| Task brief |
Reproduce the data below verbatim, from the line containing "Retail shelf audit: highlight the curved" through the line containing "[502,32,640,138]", both included. Leave the pictures out of your answer.
The data start
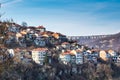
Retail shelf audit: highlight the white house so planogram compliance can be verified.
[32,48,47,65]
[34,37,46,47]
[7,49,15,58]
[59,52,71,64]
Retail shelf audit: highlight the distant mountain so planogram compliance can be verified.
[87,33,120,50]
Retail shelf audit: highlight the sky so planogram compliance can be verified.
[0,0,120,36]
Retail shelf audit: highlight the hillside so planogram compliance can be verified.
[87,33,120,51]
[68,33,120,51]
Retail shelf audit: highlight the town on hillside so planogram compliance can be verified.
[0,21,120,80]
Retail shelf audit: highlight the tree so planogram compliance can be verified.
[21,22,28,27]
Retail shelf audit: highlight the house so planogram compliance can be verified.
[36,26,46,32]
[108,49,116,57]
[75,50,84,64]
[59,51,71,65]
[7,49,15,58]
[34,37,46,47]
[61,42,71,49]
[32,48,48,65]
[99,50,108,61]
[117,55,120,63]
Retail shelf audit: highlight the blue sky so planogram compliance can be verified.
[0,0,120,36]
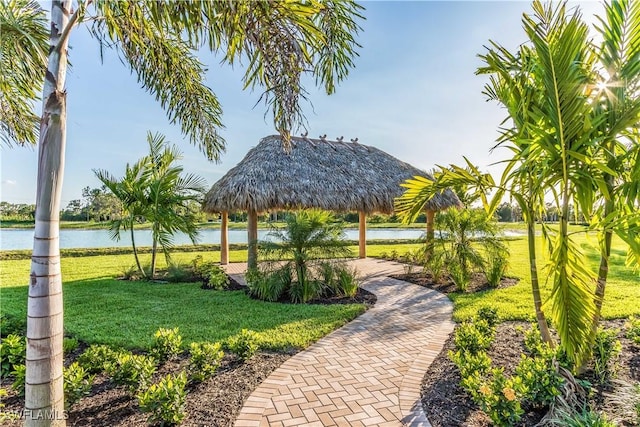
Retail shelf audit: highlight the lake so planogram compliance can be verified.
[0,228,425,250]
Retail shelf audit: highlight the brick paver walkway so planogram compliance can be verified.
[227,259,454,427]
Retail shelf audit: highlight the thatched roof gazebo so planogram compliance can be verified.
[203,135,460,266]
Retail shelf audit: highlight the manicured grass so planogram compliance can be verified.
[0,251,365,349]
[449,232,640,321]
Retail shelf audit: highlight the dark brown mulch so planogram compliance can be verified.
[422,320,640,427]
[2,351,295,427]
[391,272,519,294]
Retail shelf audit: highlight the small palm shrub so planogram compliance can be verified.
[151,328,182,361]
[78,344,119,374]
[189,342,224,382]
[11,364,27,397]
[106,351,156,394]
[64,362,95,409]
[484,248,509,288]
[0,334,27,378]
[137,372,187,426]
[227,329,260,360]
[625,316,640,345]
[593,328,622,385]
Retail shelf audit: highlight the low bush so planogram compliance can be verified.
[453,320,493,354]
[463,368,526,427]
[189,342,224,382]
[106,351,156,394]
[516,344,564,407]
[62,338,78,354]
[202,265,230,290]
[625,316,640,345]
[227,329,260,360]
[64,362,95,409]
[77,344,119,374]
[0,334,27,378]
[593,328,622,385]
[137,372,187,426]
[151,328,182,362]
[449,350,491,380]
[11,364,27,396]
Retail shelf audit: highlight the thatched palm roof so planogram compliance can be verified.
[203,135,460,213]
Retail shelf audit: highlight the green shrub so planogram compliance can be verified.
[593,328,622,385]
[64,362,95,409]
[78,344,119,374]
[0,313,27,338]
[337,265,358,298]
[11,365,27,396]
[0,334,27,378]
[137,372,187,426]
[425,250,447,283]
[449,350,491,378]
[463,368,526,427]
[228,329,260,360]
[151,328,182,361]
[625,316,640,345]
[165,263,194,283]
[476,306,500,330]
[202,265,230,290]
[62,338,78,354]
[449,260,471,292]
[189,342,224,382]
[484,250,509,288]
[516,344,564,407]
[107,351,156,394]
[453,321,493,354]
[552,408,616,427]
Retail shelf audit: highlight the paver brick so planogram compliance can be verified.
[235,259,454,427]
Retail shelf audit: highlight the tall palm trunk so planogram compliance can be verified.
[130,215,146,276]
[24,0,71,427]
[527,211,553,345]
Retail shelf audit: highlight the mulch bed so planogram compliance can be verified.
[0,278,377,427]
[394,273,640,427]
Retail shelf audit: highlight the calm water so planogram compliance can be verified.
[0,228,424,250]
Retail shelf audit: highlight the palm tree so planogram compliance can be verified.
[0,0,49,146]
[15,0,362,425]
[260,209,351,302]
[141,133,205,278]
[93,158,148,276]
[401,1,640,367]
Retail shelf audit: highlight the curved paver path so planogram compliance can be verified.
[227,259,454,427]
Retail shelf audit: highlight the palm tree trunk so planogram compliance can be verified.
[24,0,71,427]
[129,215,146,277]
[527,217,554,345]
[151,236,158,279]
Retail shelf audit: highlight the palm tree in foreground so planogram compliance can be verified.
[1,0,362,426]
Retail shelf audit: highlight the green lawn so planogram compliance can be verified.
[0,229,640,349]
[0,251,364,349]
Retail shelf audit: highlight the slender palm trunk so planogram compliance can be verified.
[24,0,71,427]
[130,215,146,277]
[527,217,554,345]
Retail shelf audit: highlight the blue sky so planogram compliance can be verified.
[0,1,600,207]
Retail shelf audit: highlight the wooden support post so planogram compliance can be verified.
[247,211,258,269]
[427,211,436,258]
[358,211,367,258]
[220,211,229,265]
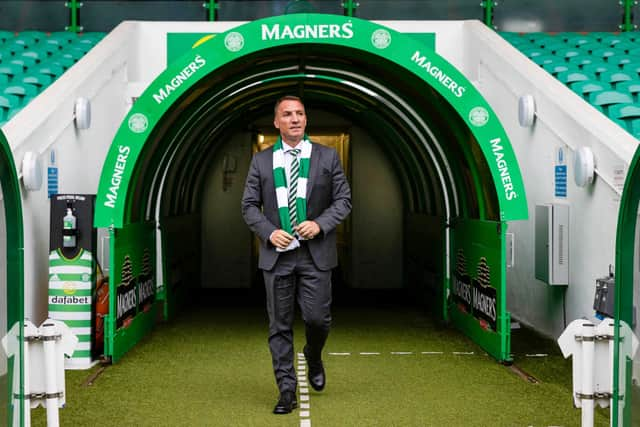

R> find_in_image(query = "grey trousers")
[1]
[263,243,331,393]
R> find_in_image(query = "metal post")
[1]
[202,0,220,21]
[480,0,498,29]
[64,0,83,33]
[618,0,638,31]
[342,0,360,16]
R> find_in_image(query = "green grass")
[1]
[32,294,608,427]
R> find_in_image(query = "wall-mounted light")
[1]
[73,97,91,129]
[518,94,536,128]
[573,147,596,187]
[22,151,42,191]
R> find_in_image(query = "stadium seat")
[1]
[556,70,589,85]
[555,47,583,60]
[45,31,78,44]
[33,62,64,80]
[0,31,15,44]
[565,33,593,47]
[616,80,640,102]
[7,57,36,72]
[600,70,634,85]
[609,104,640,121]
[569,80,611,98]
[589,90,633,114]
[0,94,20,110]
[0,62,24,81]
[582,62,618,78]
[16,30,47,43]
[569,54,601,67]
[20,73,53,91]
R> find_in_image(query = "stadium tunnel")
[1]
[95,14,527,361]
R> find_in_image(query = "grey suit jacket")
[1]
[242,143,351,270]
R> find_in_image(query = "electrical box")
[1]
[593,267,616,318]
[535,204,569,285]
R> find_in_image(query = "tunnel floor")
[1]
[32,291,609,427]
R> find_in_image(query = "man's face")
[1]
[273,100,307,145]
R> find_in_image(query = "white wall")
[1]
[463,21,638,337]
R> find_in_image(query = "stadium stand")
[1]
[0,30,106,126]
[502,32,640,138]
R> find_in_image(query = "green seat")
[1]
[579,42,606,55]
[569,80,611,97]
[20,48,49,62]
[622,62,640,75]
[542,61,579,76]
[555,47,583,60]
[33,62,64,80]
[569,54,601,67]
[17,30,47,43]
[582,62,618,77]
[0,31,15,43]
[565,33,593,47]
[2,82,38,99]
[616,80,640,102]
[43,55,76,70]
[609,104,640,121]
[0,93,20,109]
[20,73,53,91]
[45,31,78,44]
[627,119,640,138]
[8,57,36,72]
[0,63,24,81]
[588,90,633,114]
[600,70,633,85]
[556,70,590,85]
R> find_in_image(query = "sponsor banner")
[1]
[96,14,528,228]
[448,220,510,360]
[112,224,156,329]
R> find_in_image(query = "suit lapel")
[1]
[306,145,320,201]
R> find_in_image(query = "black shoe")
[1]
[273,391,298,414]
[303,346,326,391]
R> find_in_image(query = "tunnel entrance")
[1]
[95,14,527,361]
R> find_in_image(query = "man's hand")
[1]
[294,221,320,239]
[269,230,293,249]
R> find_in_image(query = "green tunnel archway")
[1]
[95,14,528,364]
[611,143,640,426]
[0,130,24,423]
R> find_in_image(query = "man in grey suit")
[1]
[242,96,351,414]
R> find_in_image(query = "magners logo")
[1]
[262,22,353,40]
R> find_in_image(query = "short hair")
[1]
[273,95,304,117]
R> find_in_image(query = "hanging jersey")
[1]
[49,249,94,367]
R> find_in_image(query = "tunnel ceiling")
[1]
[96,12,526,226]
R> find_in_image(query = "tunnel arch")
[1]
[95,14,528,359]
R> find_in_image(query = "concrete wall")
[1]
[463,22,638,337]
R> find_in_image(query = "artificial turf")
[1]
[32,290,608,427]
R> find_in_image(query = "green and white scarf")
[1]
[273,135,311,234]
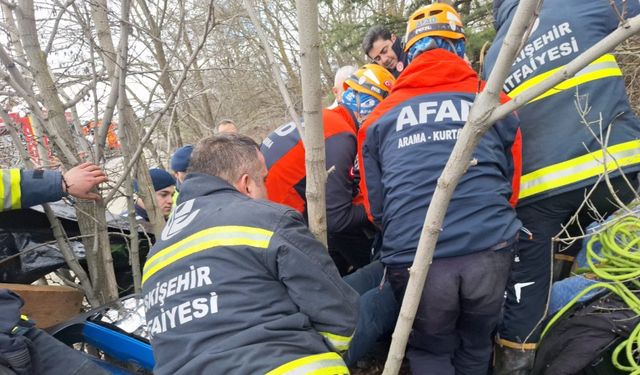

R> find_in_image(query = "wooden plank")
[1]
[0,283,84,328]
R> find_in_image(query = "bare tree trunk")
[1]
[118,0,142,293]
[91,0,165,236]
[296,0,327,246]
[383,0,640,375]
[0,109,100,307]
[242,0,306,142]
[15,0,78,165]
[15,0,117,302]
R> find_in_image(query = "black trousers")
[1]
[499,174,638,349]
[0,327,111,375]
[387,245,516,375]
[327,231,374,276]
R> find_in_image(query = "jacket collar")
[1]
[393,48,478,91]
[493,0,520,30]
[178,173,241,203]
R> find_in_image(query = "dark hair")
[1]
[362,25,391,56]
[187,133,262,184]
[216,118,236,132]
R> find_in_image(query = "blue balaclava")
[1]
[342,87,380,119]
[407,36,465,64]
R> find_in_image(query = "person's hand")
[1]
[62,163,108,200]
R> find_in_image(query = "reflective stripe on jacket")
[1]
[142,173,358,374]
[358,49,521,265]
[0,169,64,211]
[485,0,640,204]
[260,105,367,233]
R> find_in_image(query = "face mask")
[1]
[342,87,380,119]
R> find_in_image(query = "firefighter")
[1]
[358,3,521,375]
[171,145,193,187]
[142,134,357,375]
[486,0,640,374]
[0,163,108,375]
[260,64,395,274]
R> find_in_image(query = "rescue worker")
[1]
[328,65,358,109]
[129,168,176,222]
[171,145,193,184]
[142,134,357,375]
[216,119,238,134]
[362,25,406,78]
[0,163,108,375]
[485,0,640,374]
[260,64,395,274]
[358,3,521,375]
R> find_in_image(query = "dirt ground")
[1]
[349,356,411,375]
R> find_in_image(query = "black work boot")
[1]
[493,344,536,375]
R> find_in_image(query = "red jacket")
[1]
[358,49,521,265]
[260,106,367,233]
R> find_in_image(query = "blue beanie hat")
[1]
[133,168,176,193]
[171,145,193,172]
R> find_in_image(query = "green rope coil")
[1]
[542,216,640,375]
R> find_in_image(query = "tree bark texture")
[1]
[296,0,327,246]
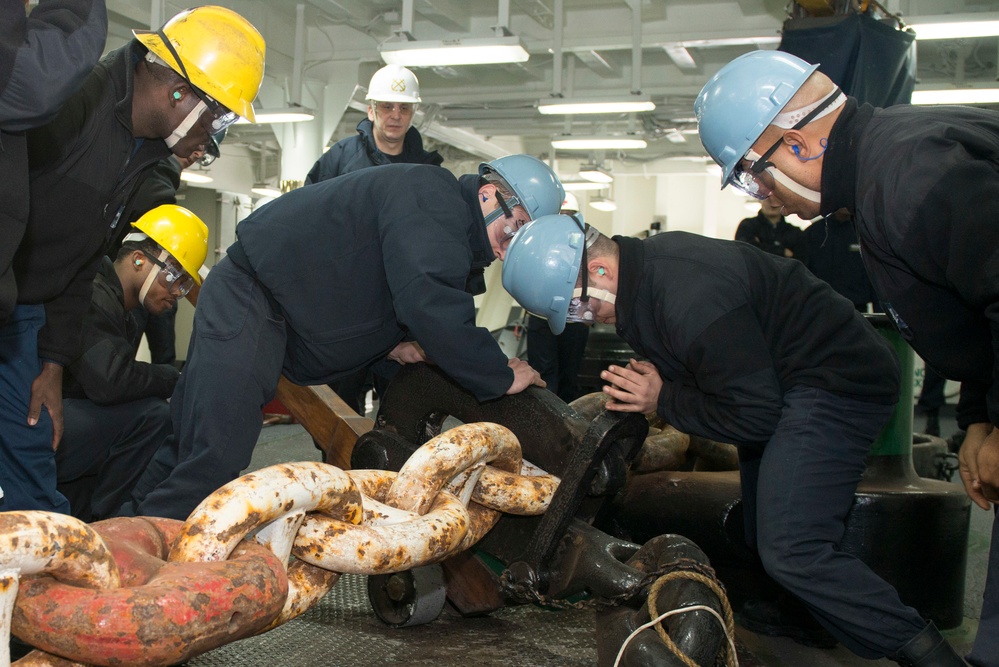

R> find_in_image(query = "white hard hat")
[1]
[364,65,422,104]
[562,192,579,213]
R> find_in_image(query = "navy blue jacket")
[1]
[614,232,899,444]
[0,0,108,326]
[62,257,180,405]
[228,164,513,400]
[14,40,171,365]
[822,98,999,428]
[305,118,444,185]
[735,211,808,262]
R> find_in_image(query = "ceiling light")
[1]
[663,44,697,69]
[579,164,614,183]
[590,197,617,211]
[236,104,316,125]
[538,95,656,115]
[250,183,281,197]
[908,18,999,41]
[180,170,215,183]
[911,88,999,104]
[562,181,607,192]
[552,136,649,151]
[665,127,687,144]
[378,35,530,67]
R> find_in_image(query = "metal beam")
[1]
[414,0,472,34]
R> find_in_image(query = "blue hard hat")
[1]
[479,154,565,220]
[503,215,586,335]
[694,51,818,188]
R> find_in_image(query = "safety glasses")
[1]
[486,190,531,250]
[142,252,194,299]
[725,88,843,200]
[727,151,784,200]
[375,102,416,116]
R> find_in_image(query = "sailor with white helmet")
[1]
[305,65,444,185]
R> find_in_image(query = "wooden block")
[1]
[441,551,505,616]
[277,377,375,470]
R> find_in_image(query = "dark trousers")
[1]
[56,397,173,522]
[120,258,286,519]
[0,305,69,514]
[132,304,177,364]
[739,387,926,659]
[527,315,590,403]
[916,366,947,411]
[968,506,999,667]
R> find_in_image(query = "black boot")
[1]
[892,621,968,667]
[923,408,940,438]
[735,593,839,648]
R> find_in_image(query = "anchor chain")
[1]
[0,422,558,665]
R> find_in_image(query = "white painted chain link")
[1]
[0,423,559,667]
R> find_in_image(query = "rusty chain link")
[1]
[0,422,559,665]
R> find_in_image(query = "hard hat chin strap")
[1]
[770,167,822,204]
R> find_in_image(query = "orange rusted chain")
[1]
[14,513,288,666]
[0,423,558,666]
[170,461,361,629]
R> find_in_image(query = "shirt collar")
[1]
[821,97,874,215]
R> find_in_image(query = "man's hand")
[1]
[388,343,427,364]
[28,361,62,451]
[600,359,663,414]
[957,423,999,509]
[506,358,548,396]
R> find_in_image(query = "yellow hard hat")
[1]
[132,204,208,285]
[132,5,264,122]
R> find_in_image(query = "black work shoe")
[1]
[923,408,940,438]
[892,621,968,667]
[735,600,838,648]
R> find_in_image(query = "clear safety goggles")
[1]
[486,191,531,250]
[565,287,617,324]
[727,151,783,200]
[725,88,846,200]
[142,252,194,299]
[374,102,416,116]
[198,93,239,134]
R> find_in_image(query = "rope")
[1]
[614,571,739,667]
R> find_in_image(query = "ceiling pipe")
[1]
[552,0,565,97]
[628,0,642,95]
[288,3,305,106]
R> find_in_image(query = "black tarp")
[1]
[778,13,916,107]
The data end
| Exercise response |
Retail shelf audit: highlight the curved paver path so planogram compliance can be verified.
[227,259,454,427]
Retail shelf audit: highlight the palm tree trunk so planogram compliance can be verified.
[24,0,71,427]
[129,215,146,277]
[527,217,554,345]
[151,236,158,279]
Retail shelf audit: highlight the palm tree in foreground so planogram compliance can be verified.
[1,0,362,426]
Retail shelf audit: highlight the green lawn so planogram compliance can be verified.
[0,229,640,349]
[0,251,364,349]
Retail shelf audit: highlight the slender palm trunk so planogram compliance can be verified.
[24,0,71,427]
[130,215,146,277]
[527,217,554,345]
Retail shelf audit: highlight the blue sky so planogram compliance can be verified.
[0,1,600,207]
Retail shelf audit: highlight the wooden support post so planogram compliance can be verified.
[247,211,258,269]
[427,211,436,258]
[358,211,367,258]
[220,211,229,265]

R> find_in_image(query = "grey trousers")
[1]
[263,243,331,393]
R> find_in_image(query = "metal post")
[1]
[202,0,220,21]
[480,0,498,29]
[64,0,83,33]
[618,0,638,31]
[342,0,360,16]
R> find_in_image(query = "green grass")
[1]
[32,294,608,427]
R> find_in_image(query = "wall-mounted light")
[1]
[73,97,91,129]
[518,94,536,128]
[573,147,596,187]
[22,151,42,191]
R> find_in_image(query = "stadium seat")
[1]
[556,70,589,85]
[555,47,583,60]
[45,31,78,44]
[33,62,64,80]
[0,31,15,44]
[565,33,593,47]
[616,80,640,102]
[7,57,36,72]
[600,70,634,85]
[609,104,640,121]
[569,80,611,98]
[589,90,633,114]
[0,94,20,110]
[0,62,24,81]
[582,62,618,78]
[16,30,47,43]
[569,54,601,67]
[20,73,53,91]
R> find_in_image(query = "stadium tunnel")
[1]
[95,14,527,361]
R> find_in_image(query = "grey suit jacket")
[1]
[242,143,351,270]
R> find_in_image(query = "electrical box")
[1]
[593,267,616,318]
[535,204,569,285]
R> find_in_image(query = "tunnel floor")
[1]
[32,291,609,427]
R> find_in_image(query = "man's face")
[1]
[273,100,307,145]
R> find_in_image(query = "white wall")
[1]
[463,21,638,337]
R> find_in_image(query = "stadium stand")
[1]
[0,30,106,126]
[502,32,640,138]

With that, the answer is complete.